**What to produce:** For the entries below, count the lines containing "cactus" and give only that number.

[Data records]
----------------------------------------
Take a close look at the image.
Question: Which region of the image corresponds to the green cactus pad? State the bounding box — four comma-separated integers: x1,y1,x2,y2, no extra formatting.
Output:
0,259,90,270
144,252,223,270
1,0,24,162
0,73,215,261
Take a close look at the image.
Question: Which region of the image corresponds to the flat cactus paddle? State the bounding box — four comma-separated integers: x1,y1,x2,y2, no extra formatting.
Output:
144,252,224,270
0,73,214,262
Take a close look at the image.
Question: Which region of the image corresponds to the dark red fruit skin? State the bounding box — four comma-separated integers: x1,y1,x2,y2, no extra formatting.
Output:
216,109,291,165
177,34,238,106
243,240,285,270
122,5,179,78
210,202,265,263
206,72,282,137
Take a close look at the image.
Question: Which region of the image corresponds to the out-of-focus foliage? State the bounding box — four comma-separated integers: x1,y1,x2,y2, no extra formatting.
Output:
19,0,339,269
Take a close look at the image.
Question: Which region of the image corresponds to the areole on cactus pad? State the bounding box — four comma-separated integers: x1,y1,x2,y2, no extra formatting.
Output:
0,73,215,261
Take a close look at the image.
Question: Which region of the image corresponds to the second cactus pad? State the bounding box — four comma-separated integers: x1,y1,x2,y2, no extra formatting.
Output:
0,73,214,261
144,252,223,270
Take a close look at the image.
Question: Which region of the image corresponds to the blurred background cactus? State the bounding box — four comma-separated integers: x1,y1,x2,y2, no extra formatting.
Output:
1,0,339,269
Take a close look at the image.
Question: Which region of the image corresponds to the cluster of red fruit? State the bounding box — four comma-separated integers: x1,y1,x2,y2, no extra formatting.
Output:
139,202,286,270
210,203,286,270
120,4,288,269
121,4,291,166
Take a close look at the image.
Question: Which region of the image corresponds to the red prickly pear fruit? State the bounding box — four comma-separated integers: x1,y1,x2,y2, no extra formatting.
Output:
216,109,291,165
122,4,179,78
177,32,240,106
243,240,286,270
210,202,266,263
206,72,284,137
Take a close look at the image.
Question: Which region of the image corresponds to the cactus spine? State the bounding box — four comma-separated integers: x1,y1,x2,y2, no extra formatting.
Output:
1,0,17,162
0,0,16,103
----------------------------------------
**Output for this task:** 6